* _Your assignment_
One number should be the full reply: how many lines of the material below contain "temple".

* _Material for this task_
::::::

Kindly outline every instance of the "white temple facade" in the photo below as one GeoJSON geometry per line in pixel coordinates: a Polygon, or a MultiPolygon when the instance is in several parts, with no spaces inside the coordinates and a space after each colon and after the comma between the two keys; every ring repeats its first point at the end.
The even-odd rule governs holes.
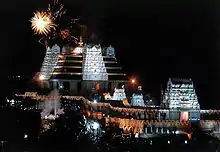
{"type": "Polygon", "coordinates": [[[106,55],[110,57],[115,57],[115,49],[111,45],[107,47],[106,55]]]}
{"type": "Polygon", "coordinates": [[[100,44],[83,44],[82,37],[76,47],[48,47],[39,76],[41,86],[85,96],[90,95],[97,82],[102,92],[113,92],[119,83],[127,87],[129,80],[115,57],[114,48],[110,46],[107,52],[103,52],[100,44]]]}
{"type": "Polygon", "coordinates": [[[60,47],[55,44],[52,48],[48,47],[46,50],[46,55],[40,71],[40,79],[48,80],[50,79],[54,68],[57,64],[58,55],[60,54],[60,47]]]}
{"type": "Polygon", "coordinates": [[[86,45],[83,57],[83,80],[108,80],[100,45],[86,45]]]}
{"type": "Polygon", "coordinates": [[[133,94],[131,99],[131,106],[145,107],[144,97],[142,94],[133,94]]]}
{"type": "Polygon", "coordinates": [[[191,79],[169,79],[163,102],[173,111],[173,119],[199,119],[200,105],[191,79]]]}
{"type": "Polygon", "coordinates": [[[124,101],[126,99],[125,89],[124,86],[122,86],[121,89],[116,89],[113,93],[112,100],[121,100],[124,101]]]}

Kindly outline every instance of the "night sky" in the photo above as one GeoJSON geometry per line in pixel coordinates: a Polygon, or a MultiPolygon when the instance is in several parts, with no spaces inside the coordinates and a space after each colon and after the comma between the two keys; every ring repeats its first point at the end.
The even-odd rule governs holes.
{"type": "MultiPolygon", "coordinates": [[[[51,0],[0,2],[1,75],[40,70],[45,48],[30,18],[51,0]]],[[[191,77],[203,108],[220,107],[219,3],[214,1],[63,0],[103,45],[113,45],[128,75],[159,98],[168,77],[191,77]]]]}

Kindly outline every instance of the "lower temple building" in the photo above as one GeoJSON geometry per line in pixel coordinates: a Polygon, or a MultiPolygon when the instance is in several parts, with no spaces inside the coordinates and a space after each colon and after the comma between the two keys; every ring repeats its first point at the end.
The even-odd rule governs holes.
{"type": "Polygon", "coordinates": [[[191,79],[170,78],[162,96],[170,119],[200,120],[200,105],[191,79]]]}
{"type": "Polygon", "coordinates": [[[204,118],[191,79],[169,79],[162,96],[161,106],[147,106],[140,92],[134,93],[126,103],[108,96],[108,101],[87,104],[87,115],[92,119],[105,116],[107,126],[145,133],[187,131],[192,122],[198,123],[204,118]]]}
{"type": "MultiPolygon", "coordinates": [[[[178,130],[187,131],[192,123],[200,124],[204,130],[220,131],[220,111],[200,110],[192,80],[190,79],[170,79],[163,94],[161,106],[152,106],[152,103],[148,104],[150,101],[143,98],[140,89],[129,98],[124,86],[115,89],[114,93],[106,93],[104,95],[105,98],[99,102],[97,102],[96,98],[95,100],[89,100],[83,96],[60,96],[54,94],[52,94],[52,98],[49,97],[50,100],[47,102],[45,96],[41,97],[41,95],[36,93],[27,95],[37,100],[39,103],[37,104],[38,109],[44,109],[45,106],[42,105],[48,104],[52,106],[50,109],[64,109],[65,111],[65,109],[71,109],[73,104],[83,105],[81,111],[88,119],[98,121],[105,127],[119,127],[125,131],[172,133],[178,130]],[[187,94],[186,90],[188,90],[189,94],[187,94]],[[175,93],[172,94],[173,92],[181,92],[182,94],[175,96],[175,93]],[[53,99],[56,96],[59,98],[53,99]],[[188,100],[181,100],[183,98],[188,100]],[[56,100],[56,103],[59,102],[59,99],[62,104],[51,105],[50,101],[52,99],[56,100]]],[[[24,96],[21,95],[21,97],[24,96]]],[[[23,98],[23,100],[28,100],[28,103],[30,103],[29,99],[26,96],[23,98]]],[[[22,102],[17,102],[16,100],[7,101],[7,103],[10,102],[13,106],[18,104],[19,107],[24,107],[19,105],[22,102]]],[[[55,113],[60,112],[62,110],[55,110],[55,113]]]]}
{"type": "Polygon", "coordinates": [[[112,46],[86,44],[78,47],[55,45],[47,49],[39,76],[44,87],[69,95],[88,96],[98,85],[101,92],[128,87],[128,77],[119,65],[112,46]]]}

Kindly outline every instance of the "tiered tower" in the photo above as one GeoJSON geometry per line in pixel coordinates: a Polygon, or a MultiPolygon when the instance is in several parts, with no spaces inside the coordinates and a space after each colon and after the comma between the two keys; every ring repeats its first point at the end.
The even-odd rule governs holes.
{"type": "Polygon", "coordinates": [[[54,68],[57,64],[58,55],[60,54],[60,47],[55,44],[52,48],[48,47],[46,55],[40,71],[40,80],[49,80],[54,68]]]}
{"type": "Polygon", "coordinates": [[[108,80],[100,45],[86,45],[83,58],[83,80],[108,80]]]}
{"type": "Polygon", "coordinates": [[[146,107],[147,106],[144,102],[144,96],[142,94],[142,86],[138,86],[137,92],[133,93],[132,99],[131,99],[131,106],[135,106],[135,107],[146,107]]]}
{"type": "Polygon", "coordinates": [[[48,48],[41,70],[40,79],[49,82],[47,86],[51,89],[90,96],[97,83],[100,91],[105,93],[112,93],[119,84],[127,87],[128,78],[112,46],[106,50],[108,53],[102,52],[100,45],[84,45],[80,38],[77,47],[66,45],[62,47],[62,52],[60,50],[58,45],[48,48]]]}
{"type": "Polygon", "coordinates": [[[200,119],[200,105],[191,79],[169,79],[163,102],[170,109],[170,119],[200,119]]]}

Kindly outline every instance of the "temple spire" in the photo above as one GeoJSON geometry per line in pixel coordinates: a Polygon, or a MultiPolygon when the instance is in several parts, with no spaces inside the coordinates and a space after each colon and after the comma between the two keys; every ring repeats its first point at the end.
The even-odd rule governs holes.
{"type": "Polygon", "coordinates": [[[83,40],[82,40],[82,36],[79,37],[79,46],[83,46],[83,40]]]}

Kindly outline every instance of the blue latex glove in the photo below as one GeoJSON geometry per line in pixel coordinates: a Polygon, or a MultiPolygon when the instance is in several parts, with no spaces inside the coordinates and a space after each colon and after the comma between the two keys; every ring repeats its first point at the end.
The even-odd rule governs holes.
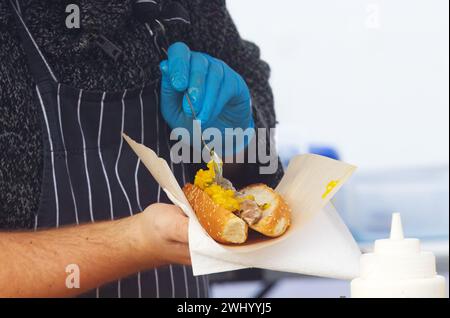
{"type": "MultiPolygon", "coordinates": [[[[225,62],[177,42],[169,47],[168,59],[160,68],[161,112],[172,129],[184,127],[192,133],[193,114],[186,92],[202,130],[218,128],[225,138],[225,128],[254,127],[247,84],[225,62]]],[[[246,138],[244,147],[247,143],[246,138]]]]}

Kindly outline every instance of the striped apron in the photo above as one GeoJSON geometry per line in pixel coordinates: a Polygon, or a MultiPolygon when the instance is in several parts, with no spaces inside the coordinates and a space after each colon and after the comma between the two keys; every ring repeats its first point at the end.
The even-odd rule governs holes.
{"type": "MultiPolygon", "coordinates": [[[[186,182],[187,167],[170,158],[169,128],[158,110],[159,81],[123,92],[84,91],[59,83],[20,7],[10,3],[42,109],[44,171],[35,230],[120,219],[155,202],[169,203],[121,136],[125,132],[154,149],[170,162],[178,182],[186,182]]],[[[194,277],[189,266],[169,265],[83,296],[208,297],[208,280],[194,277]]]]}

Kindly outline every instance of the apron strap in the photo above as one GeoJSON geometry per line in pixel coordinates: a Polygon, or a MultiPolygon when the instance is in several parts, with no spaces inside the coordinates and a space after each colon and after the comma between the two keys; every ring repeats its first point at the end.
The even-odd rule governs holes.
{"type": "Polygon", "coordinates": [[[137,0],[134,3],[134,14],[139,21],[143,22],[153,37],[153,41],[159,55],[167,58],[169,40],[167,37],[166,26],[172,25],[191,25],[189,11],[180,3],[175,1],[161,0],[137,0]]]}
{"type": "Polygon", "coordinates": [[[22,9],[20,8],[19,0],[16,0],[16,8],[20,15],[22,15],[22,9]]]}
{"type": "Polygon", "coordinates": [[[48,80],[58,82],[55,73],[53,73],[50,67],[50,64],[45,59],[44,54],[22,19],[19,0],[15,0],[15,4],[13,0],[9,0],[9,3],[13,9],[14,16],[18,24],[20,39],[25,53],[27,54],[28,64],[32,74],[34,75],[36,83],[41,83],[48,80]]]}

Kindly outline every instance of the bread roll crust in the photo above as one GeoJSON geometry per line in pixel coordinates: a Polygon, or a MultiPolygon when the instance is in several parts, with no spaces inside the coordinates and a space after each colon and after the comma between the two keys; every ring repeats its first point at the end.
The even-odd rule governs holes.
{"type": "MultiPolygon", "coordinates": [[[[202,189],[186,184],[183,191],[202,227],[217,242],[242,244],[247,241],[249,225],[233,212],[216,204],[202,189]]],[[[250,228],[268,237],[283,235],[291,224],[291,209],[284,199],[265,184],[253,184],[240,191],[252,195],[256,203],[269,203],[262,218],[250,228]]]]}
{"type": "Polygon", "coordinates": [[[263,213],[261,220],[250,225],[250,228],[269,237],[278,237],[286,232],[291,224],[291,208],[287,205],[281,195],[262,183],[247,186],[240,192],[253,195],[256,202],[259,204],[268,203],[258,202],[260,194],[263,194],[264,197],[270,196],[271,198],[271,206],[268,211],[263,213]]]}
{"type": "Polygon", "coordinates": [[[241,244],[247,240],[248,225],[233,212],[216,204],[205,191],[193,184],[183,188],[202,227],[217,242],[241,244]]]}

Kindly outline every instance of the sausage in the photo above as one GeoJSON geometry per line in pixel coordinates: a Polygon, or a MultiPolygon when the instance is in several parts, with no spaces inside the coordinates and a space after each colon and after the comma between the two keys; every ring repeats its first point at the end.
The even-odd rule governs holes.
{"type": "Polygon", "coordinates": [[[245,200],[241,203],[241,210],[238,216],[247,224],[253,225],[262,218],[262,210],[255,201],[245,200]]]}

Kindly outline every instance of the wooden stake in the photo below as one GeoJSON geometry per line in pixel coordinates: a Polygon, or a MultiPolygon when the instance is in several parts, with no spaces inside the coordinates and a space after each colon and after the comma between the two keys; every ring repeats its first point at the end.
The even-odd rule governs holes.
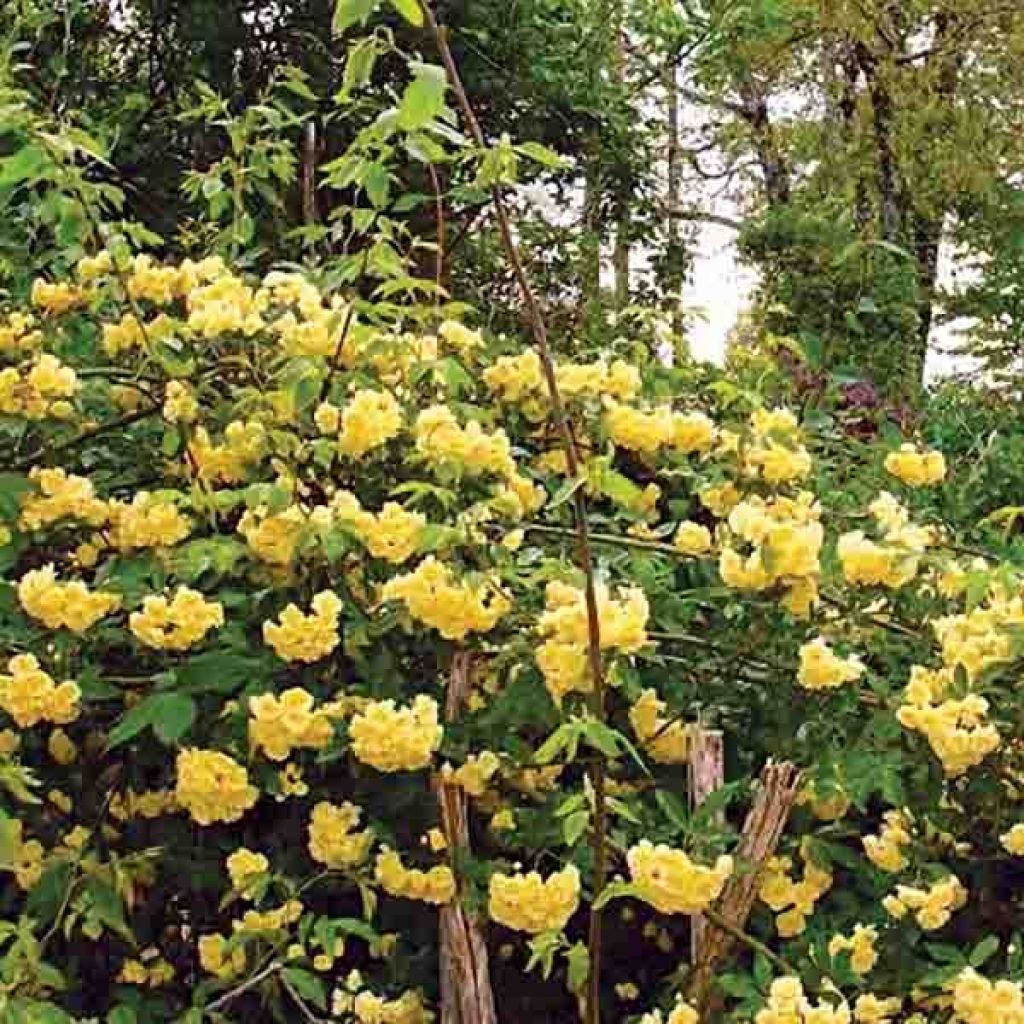
{"type": "MultiPolygon", "coordinates": [[[[697,724],[690,730],[690,806],[699,807],[725,783],[725,743],[717,729],[697,724]]],[[[697,963],[704,945],[707,922],[700,914],[690,917],[690,962],[697,963]]]]}
{"type": "Polygon", "coordinates": [[[754,802],[736,848],[740,870],[725,883],[715,907],[716,916],[728,923],[730,931],[705,923],[700,956],[687,985],[687,998],[702,1020],[710,1018],[716,997],[717,969],[736,946],[738,939],[734,932],[742,932],[750,916],[765,862],[775,854],[799,789],[800,773],[786,762],[769,761],[758,778],[754,802]],[[751,865],[751,869],[743,870],[743,865],[751,865]]]}
{"type": "MultiPolygon", "coordinates": [[[[445,721],[454,722],[472,685],[472,655],[456,651],[445,699],[445,721]]],[[[461,786],[438,777],[435,783],[441,827],[452,871],[469,851],[468,800],[461,786]]],[[[478,921],[456,898],[441,908],[441,1024],[497,1024],[487,944],[478,921]]]]}

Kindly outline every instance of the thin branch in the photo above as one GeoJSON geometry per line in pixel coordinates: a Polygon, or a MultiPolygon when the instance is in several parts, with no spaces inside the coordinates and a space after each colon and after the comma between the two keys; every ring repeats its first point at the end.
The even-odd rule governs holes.
{"type": "MultiPolygon", "coordinates": [[[[444,64],[449,84],[458,100],[459,108],[462,111],[469,129],[470,135],[480,149],[486,148],[484,134],[480,128],[480,122],[473,112],[473,106],[466,95],[465,87],[459,76],[458,68],[452,57],[451,49],[448,46],[448,36],[434,16],[434,11],[428,0],[420,0],[420,7],[424,18],[434,37],[441,61],[444,64]]],[[[554,360],[551,355],[551,347],[548,342],[547,326],[544,322],[544,315],[540,303],[534,293],[533,286],[527,276],[522,256],[516,245],[512,232],[512,223],[509,218],[505,198],[501,189],[495,185],[491,189],[491,197],[494,202],[494,212],[498,221],[498,230],[501,236],[502,246],[505,255],[512,266],[512,270],[522,296],[523,306],[533,334],[537,354],[540,357],[544,371],[544,379],[547,383],[551,412],[555,424],[558,427],[562,438],[562,447],[565,451],[566,463],[569,474],[573,479],[579,479],[580,458],[569,424],[569,417],[562,401],[558,388],[558,381],[555,377],[554,360]]],[[[605,701],[605,680],[604,664],[601,656],[601,620],[597,610],[597,588],[594,580],[594,559],[590,549],[589,528],[587,522],[587,499],[582,487],[576,488],[573,495],[574,520],[577,532],[576,556],[577,562],[584,576],[584,597],[587,608],[587,658],[590,665],[590,674],[593,680],[593,693],[591,709],[594,716],[604,720],[605,701]]],[[[607,819],[605,815],[605,764],[602,758],[595,759],[590,769],[591,783],[594,787],[595,813],[594,813],[594,891],[600,892],[605,885],[606,865],[606,830],[607,819]]],[[[600,976],[601,976],[601,941],[602,941],[602,919],[600,910],[591,906],[590,926],[588,930],[588,947],[590,951],[590,972],[588,976],[588,996],[586,1005],[586,1024],[600,1024],[600,976]]]]}
{"type": "Polygon", "coordinates": [[[721,928],[726,935],[731,935],[737,942],[742,942],[744,946],[748,946],[754,950],[755,953],[760,953],[769,963],[774,964],[784,974],[799,975],[800,972],[785,958],[779,956],[775,950],[766,946],[760,939],[755,938],[750,932],[745,932],[742,928],[737,928],[731,921],[724,918],[717,910],[712,910],[708,907],[706,910],[702,910],[701,913],[706,917],[716,928],[721,928]]]}
{"type": "Polygon", "coordinates": [[[277,974],[283,966],[284,965],[280,961],[273,961],[264,967],[262,971],[257,971],[254,975],[246,978],[245,981],[236,985],[233,989],[225,992],[224,995],[218,996],[218,998],[214,999],[212,1003],[207,1003],[206,1006],[203,1007],[204,1013],[213,1013],[216,1010],[227,1006],[228,1003],[234,1002],[240,995],[248,992],[249,989],[255,988],[261,981],[266,981],[266,979],[272,974],[277,974]]]}
{"type": "Polygon", "coordinates": [[[109,434],[112,430],[120,430],[122,427],[131,426],[131,424],[147,419],[159,411],[159,406],[147,406],[145,409],[136,409],[134,412],[125,413],[124,416],[118,416],[117,419],[101,423],[94,430],[87,430],[84,433],[76,434],[74,437],[69,437],[66,441],[61,441],[60,444],[44,445],[42,448],[37,448],[31,455],[26,456],[24,459],[19,459],[17,462],[4,468],[14,472],[31,469],[44,455],[55,455],[59,452],[66,452],[77,448],[79,445],[85,444],[85,442],[91,441],[95,437],[109,434]]]}

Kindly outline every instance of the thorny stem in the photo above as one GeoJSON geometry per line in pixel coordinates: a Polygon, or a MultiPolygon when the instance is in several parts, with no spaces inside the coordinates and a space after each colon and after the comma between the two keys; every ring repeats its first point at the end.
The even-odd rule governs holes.
{"type": "MultiPolygon", "coordinates": [[[[452,57],[451,49],[448,46],[447,32],[438,24],[437,18],[428,0],[420,0],[420,7],[424,19],[433,35],[441,61],[444,64],[448,82],[455,93],[459,108],[462,111],[466,127],[469,129],[473,141],[480,149],[486,147],[483,131],[480,123],[473,113],[473,106],[469,102],[466,90],[459,76],[458,68],[452,57]]],[[[512,267],[512,272],[522,296],[526,319],[529,322],[533,334],[537,354],[540,357],[541,366],[544,371],[544,379],[547,384],[548,397],[551,402],[552,418],[561,435],[562,448],[565,451],[565,460],[569,469],[569,475],[574,479],[580,479],[580,459],[573,437],[572,428],[569,424],[569,417],[558,389],[558,381],[555,377],[554,360],[551,355],[551,346],[548,341],[547,327],[544,322],[544,315],[540,303],[530,284],[522,256],[516,245],[512,233],[512,222],[501,188],[497,185],[491,188],[491,199],[494,204],[495,218],[498,222],[498,232],[501,236],[502,247],[512,267]]],[[[599,720],[604,720],[605,685],[604,665],[601,657],[601,622],[597,610],[597,590],[594,583],[594,559],[590,547],[590,537],[587,524],[587,499],[582,487],[577,487],[573,495],[574,525],[576,528],[576,561],[584,576],[584,597],[587,607],[587,658],[590,664],[590,674],[593,679],[593,693],[591,697],[591,711],[599,720]]],[[[606,866],[606,832],[607,818],[605,813],[605,763],[603,759],[595,760],[590,768],[590,781],[594,789],[595,812],[593,829],[594,847],[594,892],[599,893],[605,886],[606,866]]],[[[601,1020],[601,940],[602,921],[601,912],[591,905],[590,925],[588,929],[587,947],[590,954],[590,972],[587,979],[587,1000],[586,1000],[586,1024],[600,1024],[601,1020]]]]}

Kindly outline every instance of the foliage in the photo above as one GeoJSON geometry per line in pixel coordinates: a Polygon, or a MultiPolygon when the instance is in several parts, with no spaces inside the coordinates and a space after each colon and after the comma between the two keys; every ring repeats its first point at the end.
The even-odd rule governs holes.
{"type": "MultiPolygon", "coordinates": [[[[677,1002],[689,915],[754,868],[737,831],[775,759],[802,770],[799,805],[704,1024],[987,1024],[993,1006],[1012,1022],[1012,396],[949,387],[911,412],[885,393],[909,378],[861,379],[860,342],[887,377],[900,369],[920,280],[904,238],[871,237],[839,200],[816,209],[815,193],[842,191],[835,166],[794,179],[744,232],[767,270],[754,343],[722,372],[665,353],[681,236],[653,198],[660,129],[637,116],[663,62],[699,50],[702,88],[731,103],[761,63],[792,80],[787,47],[810,48],[794,30],[857,41],[890,15],[500,6],[511,37],[455,12],[460,59],[472,68],[475,47],[487,65],[491,45],[502,69],[534,49],[557,59],[514,89],[504,70],[471,71],[493,140],[477,146],[415,4],[268,15],[333,20],[302,68],[291,29],[268,43],[249,5],[225,5],[238,33],[216,46],[212,7],[182,5],[171,34],[194,29],[192,45],[154,51],[189,88],[152,97],[174,203],[151,218],[113,159],[145,148],[141,125],[130,142],[83,134],[137,102],[138,67],[86,102],[59,40],[103,17],[71,4],[61,37],[52,11],[16,5],[0,158],[0,1012],[415,1024],[438,1002],[439,908],[458,901],[485,924],[501,1019],[692,1024],[677,1002]],[[628,31],[609,36],[609,19],[628,31]],[[222,46],[267,63],[243,75],[222,46]],[[329,152],[307,218],[308,124],[329,152]],[[508,124],[543,142],[494,130],[508,124]],[[190,138],[202,159],[184,155],[190,138]],[[522,213],[524,183],[588,192],[582,223],[516,222],[575,476],[494,237],[491,190],[522,213]],[[167,252],[145,251],[152,227],[167,252]],[[594,242],[621,271],[648,227],[668,269],[595,289],[594,242]],[[460,706],[449,690],[467,665],[460,706]],[[693,808],[698,725],[723,732],[730,782],[693,808]],[[441,784],[469,802],[468,847],[444,831],[441,784]],[[600,1006],[581,1008],[595,977],[600,1006]]],[[[131,10],[127,54],[160,36],[159,5],[131,10]]],[[[82,57],[108,81],[104,45],[82,57]]],[[[802,127],[787,154],[816,137],[802,127]]],[[[916,201],[942,206],[940,184],[916,201]]]]}

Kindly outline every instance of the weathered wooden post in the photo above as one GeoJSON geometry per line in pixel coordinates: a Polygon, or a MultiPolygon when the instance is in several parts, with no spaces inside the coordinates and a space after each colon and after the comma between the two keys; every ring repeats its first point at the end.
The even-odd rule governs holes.
{"type": "MultiPolygon", "coordinates": [[[[445,699],[444,717],[454,722],[472,685],[472,655],[456,651],[445,699]]],[[[438,775],[435,781],[441,827],[456,880],[469,850],[469,801],[461,786],[438,775]]],[[[440,914],[441,1024],[497,1024],[487,961],[487,944],[478,921],[458,895],[440,914]]]]}
{"type": "Polygon", "coordinates": [[[703,1016],[712,1006],[715,973],[735,948],[757,899],[765,862],[774,855],[800,789],[800,773],[787,762],[769,761],[758,776],[754,800],[736,846],[738,870],[725,883],[714,908],[729,930],[705,921],[698,956],[690,972],[687,998],[703,1016]]]}
{"type": "MultiPolygon", "coordinates": [[[[690,807],[699,807],[725,783],[725,743],[717,729],[705,729],[699,722],[690,730],[688,768],[690,807]]],[[[697,963],[704,944],[707,922],[700,914],[690,917],[690,962],[697,963]]]]}

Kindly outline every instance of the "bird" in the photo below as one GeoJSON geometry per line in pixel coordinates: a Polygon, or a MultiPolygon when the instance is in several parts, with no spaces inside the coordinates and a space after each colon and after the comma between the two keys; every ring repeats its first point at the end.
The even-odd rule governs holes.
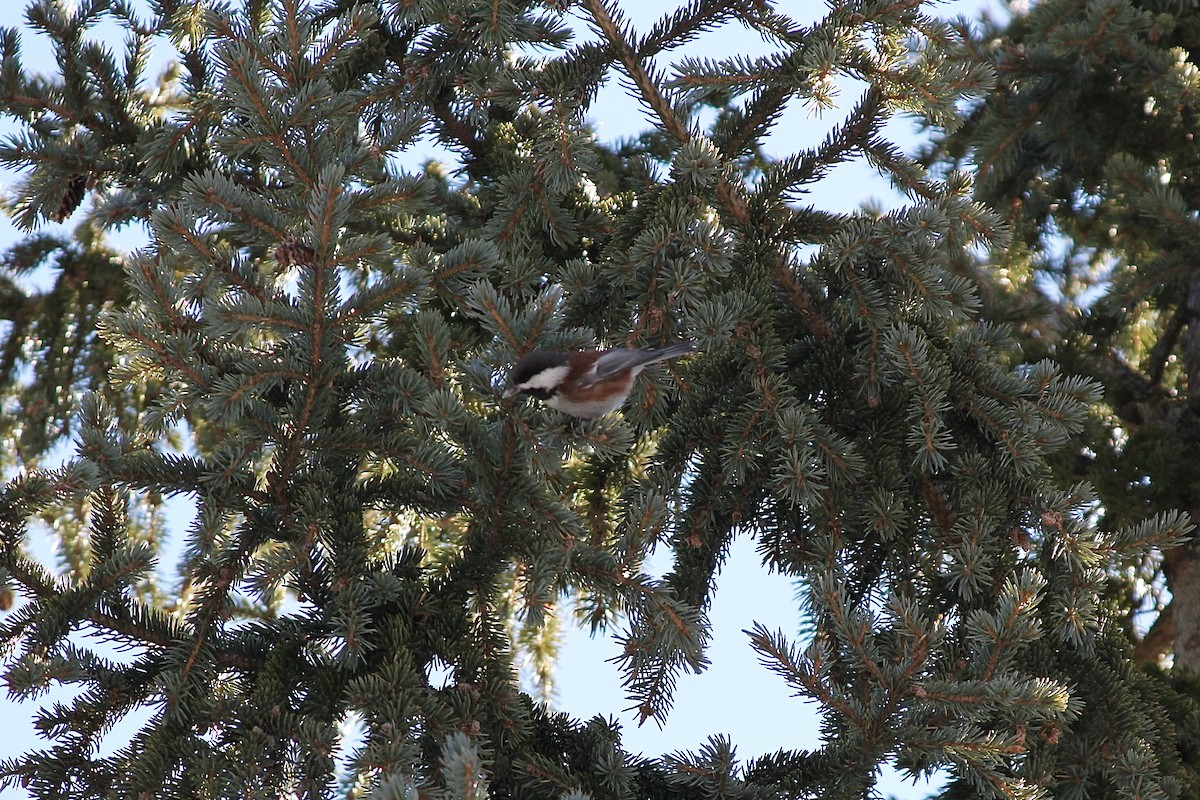
{"type": "Polygon", "coordinates": [[[620,408],[648,364],[695,349],[695,342],[682,341],[650,350],[533,350],[513,366],[504,397],[527,394],[564,414],[592,419],[620,408]]]}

::::::

* _Exercise solution_
3